La « Yougonostalgie », mémoire d’un âge d’or glorifié
La Yougoslavie appartient à une époque révolue, celle du Maréchal Tito et de l’existence du mouvement des non-alignés. Les guerres ayant déchiré cette République fédérale ont accouché de plusieurs pays qui forment aujourd’hui les Balkans occidentaux. Mais malgré ces évolutions, il subsiste encore dans l’inconscient collectif de certaines populations le souvenir d’un « âge d’or » yougoslave. Redoutée par certaines élites politiques, soumise à un phénomène de marchandisation (circuits touristiques, produits de « l’époque yougoslave »), cette yougonostalgie fait avant tout référence à une époque où la vie semblait meilleure, à la fois sur la scène internationale, mais aussi sur le plan économique, social et culturel.
Le souvenir idéalisé d’un Etat puissant
La nostalgie des temps socialistes se révèle être un phénomène « vivace » comme aime à le rappeler Milica Popovic[1]. Pour les populations qui partagent cette mémoire glorifiée, la Yougoslavie était une puissance stabilisatrice à l’intérieur de ses frontières, et dont la reconnaissance internationale était conséquente.

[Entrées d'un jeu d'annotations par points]
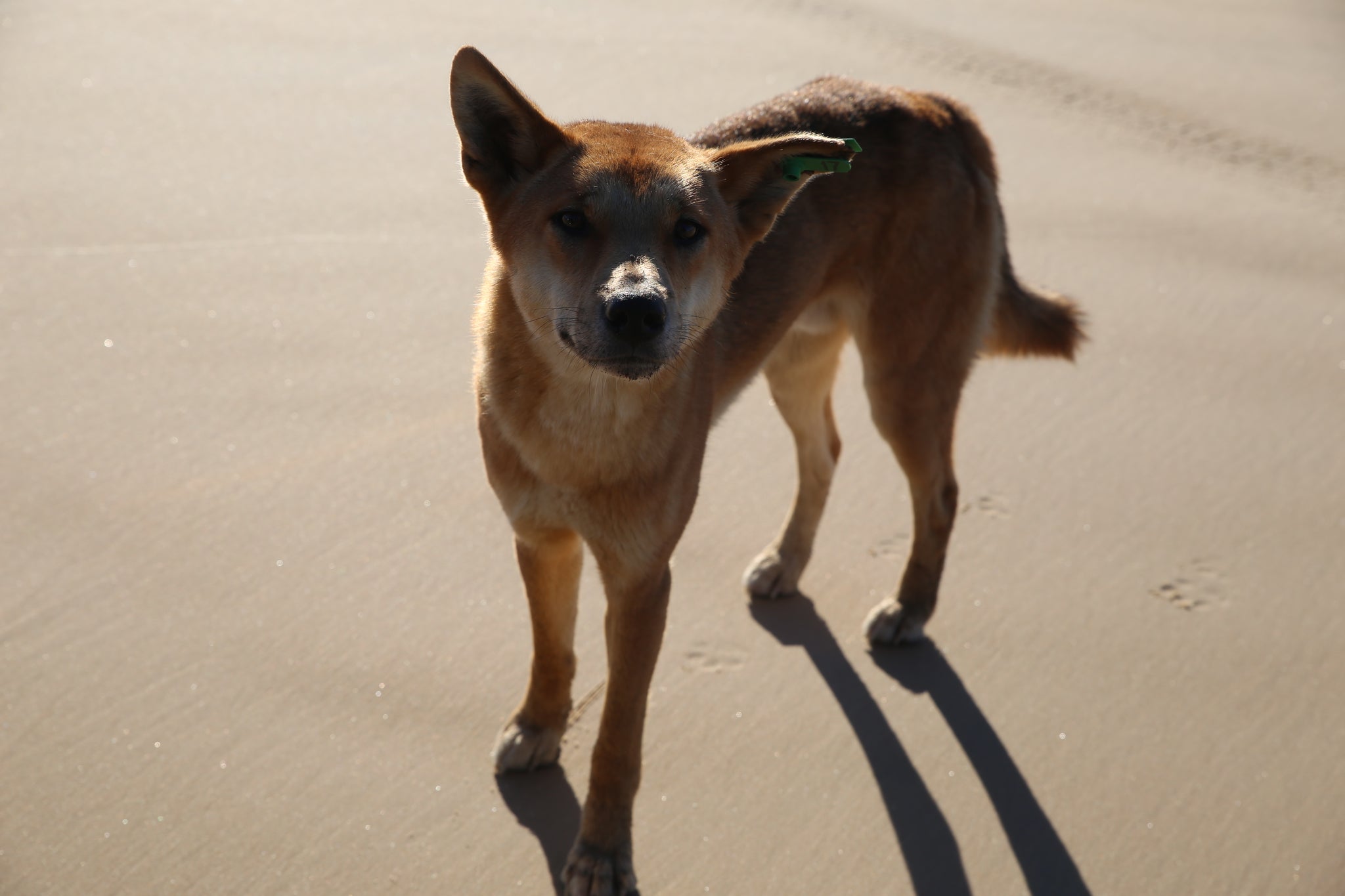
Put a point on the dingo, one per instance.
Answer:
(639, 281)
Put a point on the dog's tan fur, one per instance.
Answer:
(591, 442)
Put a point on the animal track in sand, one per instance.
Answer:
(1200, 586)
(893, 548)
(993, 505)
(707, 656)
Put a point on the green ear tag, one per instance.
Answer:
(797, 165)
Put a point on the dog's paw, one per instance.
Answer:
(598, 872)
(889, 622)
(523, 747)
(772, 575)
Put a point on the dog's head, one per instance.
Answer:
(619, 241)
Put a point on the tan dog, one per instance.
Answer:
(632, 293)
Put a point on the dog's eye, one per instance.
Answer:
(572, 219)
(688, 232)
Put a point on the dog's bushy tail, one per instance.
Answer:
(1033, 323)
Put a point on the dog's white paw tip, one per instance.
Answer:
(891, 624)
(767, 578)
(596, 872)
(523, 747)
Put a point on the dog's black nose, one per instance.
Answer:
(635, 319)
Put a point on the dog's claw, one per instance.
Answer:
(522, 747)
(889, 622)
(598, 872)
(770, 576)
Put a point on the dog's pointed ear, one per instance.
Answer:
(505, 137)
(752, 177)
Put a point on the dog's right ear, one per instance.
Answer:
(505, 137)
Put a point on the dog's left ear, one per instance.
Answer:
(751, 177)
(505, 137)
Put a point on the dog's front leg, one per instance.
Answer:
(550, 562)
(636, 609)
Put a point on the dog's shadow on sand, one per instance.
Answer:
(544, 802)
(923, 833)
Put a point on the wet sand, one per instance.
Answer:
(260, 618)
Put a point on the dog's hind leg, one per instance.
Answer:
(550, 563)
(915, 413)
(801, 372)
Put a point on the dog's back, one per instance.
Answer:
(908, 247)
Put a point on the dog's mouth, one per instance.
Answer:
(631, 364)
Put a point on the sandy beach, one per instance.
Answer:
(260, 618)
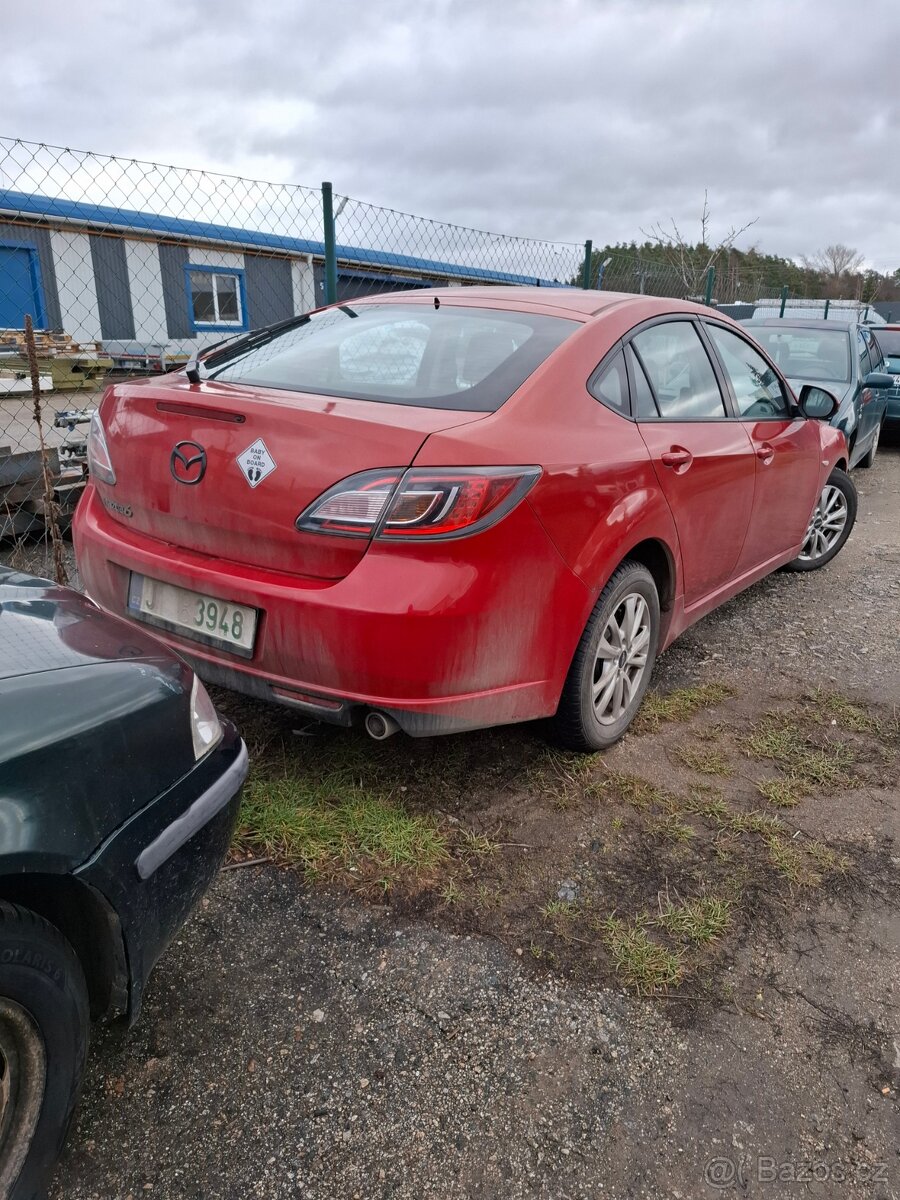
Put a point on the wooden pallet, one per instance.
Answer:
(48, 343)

...

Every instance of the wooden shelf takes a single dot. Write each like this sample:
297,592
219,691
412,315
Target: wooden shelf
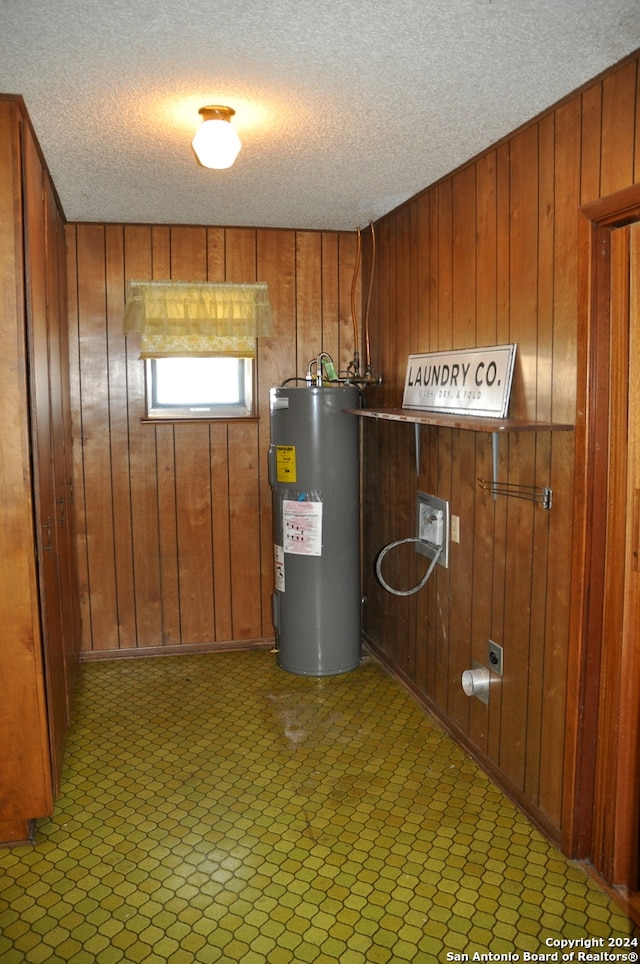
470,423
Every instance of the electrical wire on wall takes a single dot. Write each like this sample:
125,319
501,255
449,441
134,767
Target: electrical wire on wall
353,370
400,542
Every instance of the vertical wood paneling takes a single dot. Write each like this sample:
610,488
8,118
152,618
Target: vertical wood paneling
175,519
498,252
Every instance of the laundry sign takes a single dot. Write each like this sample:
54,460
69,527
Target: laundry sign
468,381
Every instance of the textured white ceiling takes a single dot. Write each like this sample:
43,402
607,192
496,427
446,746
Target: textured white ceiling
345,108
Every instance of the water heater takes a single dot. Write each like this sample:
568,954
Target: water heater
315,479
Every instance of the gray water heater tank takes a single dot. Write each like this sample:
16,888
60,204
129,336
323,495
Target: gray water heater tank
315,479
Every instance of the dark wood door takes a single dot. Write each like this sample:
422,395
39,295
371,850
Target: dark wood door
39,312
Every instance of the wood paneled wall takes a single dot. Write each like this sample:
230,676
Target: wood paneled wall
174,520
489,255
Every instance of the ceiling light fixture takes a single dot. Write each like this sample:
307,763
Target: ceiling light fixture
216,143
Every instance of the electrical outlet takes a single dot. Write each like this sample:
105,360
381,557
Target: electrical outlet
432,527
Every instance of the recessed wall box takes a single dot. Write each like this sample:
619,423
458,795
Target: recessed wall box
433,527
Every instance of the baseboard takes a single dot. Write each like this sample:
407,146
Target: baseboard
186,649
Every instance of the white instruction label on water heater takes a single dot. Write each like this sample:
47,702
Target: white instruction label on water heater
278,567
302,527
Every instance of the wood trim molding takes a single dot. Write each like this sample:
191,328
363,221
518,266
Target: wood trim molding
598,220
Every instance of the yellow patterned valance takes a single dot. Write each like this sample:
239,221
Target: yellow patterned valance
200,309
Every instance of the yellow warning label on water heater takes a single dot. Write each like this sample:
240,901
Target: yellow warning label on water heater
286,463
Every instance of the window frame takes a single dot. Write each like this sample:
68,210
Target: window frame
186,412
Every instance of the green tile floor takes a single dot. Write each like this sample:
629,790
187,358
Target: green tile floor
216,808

---

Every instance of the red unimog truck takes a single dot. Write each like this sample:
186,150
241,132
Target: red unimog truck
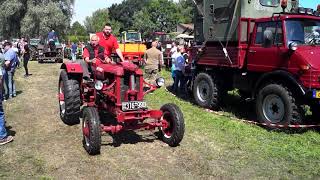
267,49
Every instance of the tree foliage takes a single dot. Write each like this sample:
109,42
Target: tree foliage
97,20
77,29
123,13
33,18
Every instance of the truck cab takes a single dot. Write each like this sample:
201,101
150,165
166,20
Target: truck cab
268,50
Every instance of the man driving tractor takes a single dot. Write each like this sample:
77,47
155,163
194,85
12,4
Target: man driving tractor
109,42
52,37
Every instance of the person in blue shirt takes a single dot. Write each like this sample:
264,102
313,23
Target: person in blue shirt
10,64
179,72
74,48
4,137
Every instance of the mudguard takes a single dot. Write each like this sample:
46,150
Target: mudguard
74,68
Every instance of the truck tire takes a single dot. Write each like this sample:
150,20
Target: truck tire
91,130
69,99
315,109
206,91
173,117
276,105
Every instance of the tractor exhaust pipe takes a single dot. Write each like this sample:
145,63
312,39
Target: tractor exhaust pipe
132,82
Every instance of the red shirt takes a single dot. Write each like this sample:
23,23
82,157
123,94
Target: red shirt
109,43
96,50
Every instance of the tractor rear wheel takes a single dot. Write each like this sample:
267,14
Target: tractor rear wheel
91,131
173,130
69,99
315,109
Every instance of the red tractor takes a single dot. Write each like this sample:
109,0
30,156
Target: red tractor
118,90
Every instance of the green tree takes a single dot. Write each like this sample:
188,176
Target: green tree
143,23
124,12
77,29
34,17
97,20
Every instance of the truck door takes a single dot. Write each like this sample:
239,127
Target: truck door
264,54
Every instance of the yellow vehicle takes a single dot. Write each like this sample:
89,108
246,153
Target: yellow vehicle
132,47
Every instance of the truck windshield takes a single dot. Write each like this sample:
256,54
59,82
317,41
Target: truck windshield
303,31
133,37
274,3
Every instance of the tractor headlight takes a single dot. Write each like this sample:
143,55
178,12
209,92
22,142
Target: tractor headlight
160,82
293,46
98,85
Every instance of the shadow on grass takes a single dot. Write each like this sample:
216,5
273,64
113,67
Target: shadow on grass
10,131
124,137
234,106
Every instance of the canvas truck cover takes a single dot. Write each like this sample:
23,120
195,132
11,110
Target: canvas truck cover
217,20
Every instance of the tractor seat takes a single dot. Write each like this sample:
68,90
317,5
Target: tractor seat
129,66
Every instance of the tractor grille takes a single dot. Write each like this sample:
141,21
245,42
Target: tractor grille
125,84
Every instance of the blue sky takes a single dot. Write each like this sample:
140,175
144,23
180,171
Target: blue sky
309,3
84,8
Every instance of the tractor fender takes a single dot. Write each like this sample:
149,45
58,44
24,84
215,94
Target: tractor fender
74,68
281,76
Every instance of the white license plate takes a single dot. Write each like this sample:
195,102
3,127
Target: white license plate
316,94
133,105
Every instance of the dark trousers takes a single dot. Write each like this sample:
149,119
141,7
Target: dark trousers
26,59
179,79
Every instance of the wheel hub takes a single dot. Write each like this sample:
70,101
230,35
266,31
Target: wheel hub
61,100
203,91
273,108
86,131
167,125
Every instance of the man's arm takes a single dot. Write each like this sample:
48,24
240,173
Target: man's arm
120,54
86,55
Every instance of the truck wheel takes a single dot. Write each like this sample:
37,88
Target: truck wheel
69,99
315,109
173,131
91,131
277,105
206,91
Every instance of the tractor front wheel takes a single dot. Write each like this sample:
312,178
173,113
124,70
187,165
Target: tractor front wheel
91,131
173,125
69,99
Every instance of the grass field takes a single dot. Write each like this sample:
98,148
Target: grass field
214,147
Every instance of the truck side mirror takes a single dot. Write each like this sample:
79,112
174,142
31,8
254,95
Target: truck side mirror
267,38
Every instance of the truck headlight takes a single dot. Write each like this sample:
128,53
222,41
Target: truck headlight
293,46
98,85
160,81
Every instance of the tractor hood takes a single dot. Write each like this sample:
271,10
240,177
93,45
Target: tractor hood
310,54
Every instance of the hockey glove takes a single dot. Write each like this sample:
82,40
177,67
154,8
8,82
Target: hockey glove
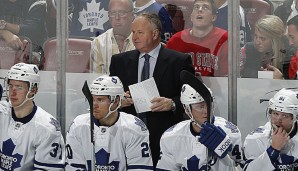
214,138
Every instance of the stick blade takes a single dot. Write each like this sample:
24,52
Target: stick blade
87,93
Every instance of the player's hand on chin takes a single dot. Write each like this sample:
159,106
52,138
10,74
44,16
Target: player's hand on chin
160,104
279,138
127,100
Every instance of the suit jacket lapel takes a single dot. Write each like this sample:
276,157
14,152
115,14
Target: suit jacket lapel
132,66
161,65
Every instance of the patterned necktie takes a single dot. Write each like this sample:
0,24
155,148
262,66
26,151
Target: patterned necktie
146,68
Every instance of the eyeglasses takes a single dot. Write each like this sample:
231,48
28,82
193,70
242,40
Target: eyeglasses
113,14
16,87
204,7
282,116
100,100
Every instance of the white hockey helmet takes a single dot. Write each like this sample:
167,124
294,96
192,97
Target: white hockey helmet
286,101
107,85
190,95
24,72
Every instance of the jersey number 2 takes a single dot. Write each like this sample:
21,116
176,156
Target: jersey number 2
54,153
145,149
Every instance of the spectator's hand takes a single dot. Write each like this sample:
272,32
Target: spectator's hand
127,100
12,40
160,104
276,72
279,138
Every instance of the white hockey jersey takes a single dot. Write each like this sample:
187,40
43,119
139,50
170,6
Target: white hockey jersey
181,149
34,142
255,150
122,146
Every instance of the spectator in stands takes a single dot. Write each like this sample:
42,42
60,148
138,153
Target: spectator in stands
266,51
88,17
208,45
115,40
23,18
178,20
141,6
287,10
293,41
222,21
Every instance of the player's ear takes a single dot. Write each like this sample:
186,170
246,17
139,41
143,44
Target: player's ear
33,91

OBJECTIFS:
a) Dans le segment de texte, à quel maréchal l'époque de la Yougoslavie est-elle rattachée ?
b) Montrez chaque ligne du listing où figure le mot « unimog », en respectant la casse.

SOLUTIONS CI-DESSOUS:
a) Au Maréchal Tito.

b)
Every instance of the red unimog truck takes a single dot. Write each like this sample:
Target: red unimog truck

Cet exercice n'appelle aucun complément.